▶ _Quoted text_
============

The other reason they used CWDM rather than additional physical ports has to do with how the Plexxi switch form a logical topology. Being able to use wavelengths rather than physical cable gives you all sorts of interesting applications (more on that below).
Now that we know what sort of bandwidth we have to work with on the LightRail, let’s talk about how it’s allocated. Let’s look at a base ring topology…
Here we have 12 Plexxi switches in a ring. The black lines indicate the physical LightRail connections between each device. Recall that we have 120 gig ,or 12 10 gig interfaces, per direction on the LightRail. The 120 gig is carved up between what Plexxi calls ‘base lanes’ and ‘express lanes’. Each switch creates four 10 gig paths to each of it’s directly connected neighbors…
Each green line above represents the base lanes, or 40 gig of bandwidth. The base lanes provide each switch with four dedicated optical paths to each of it’s directly connected neighbors. In addition, each switch then creates two 10 gig paths to it’s 4 closest east and west neighbors on the ring. For ease of visualization, I’ll only show that for one of the switches…
So if we add that all up, we should get 120 gig in each direction…
This topology is what is referred to as a chordal ring. More specifically, this base topology would be considered a 10 degree chordal ring. 10 degrees since each node has 10 connections to other nodes in the ring. Keep in mind that this is just the base topology, AKA you just booted up the Plexxi ring. This is not static and can change to better fit the applications running on top of Plexxi (more on this soon). As you can imagine, this lends itself to all kinds of interesting logical topologies that the ring can use.
So now that we know about the switch to switch connectivity, let’s talk about what happens to actual data entering a switch. As we discussed above, the switches are based off of the commodity Broadcom Trident 2 chipset. So there are really three main components to a Plexxi switch. An optical module (handles the WDM and LightRail), the Broadcom chip (for the actual ‘switch’ processing), and a crossbar fabric to connect the two. When traffic enters a switch, it can do one of three things. Either it can head to the Broadcom (access ports), optically bypass the switch, (on it’s way around the ring somewhere else), or it can be optically switched to another wavelength. The crossbar can be programmatically manipulated to send incoming traffic wherever it’s needed.

============

▶ _Record extracts_
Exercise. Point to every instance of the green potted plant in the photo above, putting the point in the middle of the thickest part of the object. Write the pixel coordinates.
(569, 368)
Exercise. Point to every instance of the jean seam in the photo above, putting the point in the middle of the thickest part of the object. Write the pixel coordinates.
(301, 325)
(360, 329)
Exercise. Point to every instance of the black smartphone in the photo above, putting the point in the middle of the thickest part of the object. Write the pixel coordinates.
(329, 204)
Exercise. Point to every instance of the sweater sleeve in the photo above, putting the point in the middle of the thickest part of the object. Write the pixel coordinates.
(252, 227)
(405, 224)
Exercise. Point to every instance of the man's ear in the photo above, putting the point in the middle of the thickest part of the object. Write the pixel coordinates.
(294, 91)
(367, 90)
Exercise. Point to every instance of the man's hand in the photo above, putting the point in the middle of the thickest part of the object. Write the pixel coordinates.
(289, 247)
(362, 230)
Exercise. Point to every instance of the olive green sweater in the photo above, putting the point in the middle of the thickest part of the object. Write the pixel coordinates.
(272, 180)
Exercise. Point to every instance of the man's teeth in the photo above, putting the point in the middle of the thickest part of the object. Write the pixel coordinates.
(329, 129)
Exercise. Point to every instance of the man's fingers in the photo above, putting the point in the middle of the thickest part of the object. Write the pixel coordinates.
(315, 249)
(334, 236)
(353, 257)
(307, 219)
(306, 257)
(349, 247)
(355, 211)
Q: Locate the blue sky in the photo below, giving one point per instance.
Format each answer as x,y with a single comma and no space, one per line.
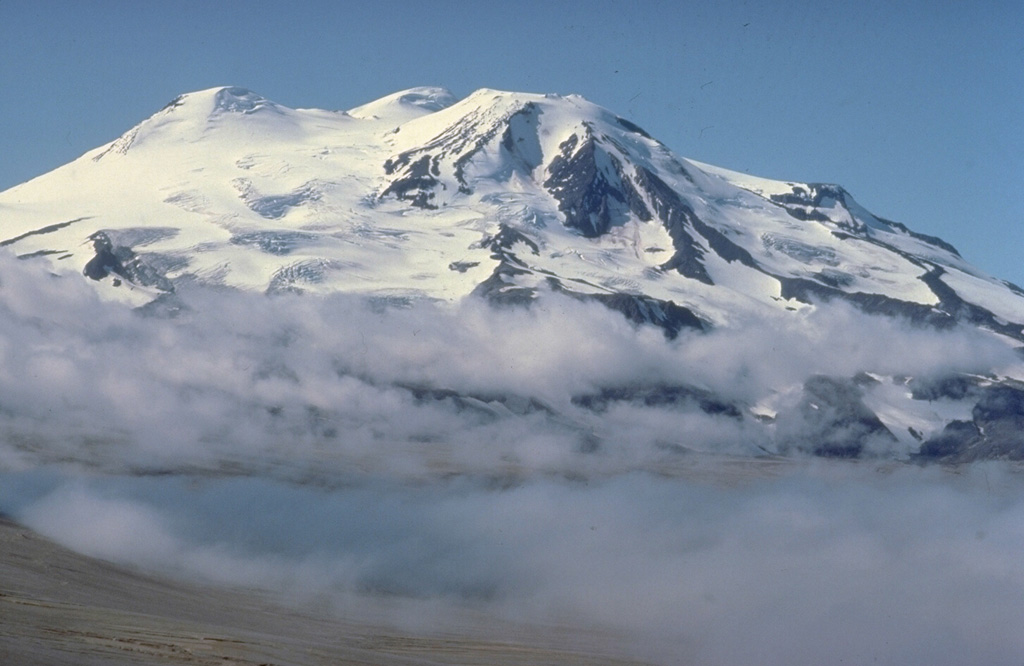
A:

============

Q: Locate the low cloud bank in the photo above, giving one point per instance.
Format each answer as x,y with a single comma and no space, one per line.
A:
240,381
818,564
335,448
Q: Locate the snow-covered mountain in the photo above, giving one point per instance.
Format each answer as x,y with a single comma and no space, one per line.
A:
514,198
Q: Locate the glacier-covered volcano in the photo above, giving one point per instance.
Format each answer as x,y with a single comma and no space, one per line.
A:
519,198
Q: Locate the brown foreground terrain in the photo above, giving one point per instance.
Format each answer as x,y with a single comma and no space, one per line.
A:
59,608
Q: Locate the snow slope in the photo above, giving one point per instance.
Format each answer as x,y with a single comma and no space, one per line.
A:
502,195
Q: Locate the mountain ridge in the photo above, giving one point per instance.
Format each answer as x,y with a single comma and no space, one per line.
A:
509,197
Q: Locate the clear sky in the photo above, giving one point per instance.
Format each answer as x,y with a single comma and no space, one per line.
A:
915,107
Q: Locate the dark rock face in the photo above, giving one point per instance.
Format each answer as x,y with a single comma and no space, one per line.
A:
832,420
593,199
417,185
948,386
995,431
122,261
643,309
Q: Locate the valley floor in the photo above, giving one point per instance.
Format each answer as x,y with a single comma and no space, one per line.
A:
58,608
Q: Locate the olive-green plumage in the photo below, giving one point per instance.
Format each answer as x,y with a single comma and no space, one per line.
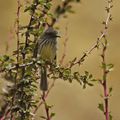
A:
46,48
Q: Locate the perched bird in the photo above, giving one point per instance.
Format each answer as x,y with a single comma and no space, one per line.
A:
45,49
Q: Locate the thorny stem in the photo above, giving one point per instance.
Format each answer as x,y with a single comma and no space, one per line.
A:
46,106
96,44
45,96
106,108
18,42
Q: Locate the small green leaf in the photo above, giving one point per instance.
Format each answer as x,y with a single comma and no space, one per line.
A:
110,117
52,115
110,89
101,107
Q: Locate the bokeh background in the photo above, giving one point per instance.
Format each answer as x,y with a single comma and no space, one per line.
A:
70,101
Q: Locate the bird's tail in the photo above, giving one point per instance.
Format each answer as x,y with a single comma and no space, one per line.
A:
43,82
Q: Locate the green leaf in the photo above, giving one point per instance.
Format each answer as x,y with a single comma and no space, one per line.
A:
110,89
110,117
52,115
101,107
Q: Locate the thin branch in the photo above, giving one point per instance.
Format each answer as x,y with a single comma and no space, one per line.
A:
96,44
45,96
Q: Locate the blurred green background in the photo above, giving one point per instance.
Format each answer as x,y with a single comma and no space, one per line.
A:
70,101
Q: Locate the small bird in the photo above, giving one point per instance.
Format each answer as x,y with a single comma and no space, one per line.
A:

============

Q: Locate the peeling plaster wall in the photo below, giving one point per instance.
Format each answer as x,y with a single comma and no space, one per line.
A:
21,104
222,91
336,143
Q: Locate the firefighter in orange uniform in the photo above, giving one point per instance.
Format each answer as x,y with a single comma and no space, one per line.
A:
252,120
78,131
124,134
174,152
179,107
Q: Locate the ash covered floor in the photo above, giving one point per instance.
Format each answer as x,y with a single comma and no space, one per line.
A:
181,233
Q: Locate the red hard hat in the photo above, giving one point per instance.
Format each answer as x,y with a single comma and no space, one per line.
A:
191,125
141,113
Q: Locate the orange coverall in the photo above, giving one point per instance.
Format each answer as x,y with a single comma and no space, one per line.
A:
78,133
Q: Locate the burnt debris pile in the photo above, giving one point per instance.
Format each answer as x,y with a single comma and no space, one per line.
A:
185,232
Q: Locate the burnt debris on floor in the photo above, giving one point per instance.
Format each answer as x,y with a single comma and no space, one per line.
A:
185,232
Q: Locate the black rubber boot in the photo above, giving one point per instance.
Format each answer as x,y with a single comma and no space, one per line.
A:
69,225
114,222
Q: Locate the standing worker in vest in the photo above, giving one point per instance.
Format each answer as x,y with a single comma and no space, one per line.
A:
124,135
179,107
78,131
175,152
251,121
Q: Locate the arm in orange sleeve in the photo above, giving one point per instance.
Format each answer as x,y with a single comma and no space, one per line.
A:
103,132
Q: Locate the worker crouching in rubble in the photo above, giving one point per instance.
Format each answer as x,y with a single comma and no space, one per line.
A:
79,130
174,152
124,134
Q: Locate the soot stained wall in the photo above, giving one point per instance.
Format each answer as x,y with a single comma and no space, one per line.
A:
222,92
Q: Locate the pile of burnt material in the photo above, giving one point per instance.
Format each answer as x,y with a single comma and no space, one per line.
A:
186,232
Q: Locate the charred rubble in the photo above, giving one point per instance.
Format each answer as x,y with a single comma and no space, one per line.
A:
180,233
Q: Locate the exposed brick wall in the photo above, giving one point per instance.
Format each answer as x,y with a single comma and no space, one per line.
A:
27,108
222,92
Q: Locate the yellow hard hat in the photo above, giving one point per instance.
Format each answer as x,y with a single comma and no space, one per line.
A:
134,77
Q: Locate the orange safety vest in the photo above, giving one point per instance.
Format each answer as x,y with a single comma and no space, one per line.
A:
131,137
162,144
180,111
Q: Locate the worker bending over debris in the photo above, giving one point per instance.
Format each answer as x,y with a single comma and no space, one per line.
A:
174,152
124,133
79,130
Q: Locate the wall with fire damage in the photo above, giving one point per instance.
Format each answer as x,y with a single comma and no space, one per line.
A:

============

▶ _Task brief_
Please name the three main components of a Plexxi switch, according to the text about the Plexxi LightRail ring.

▶ _Answer in full_
An optical module, the Broadcom chip, and a crossbar fabric that connects the two.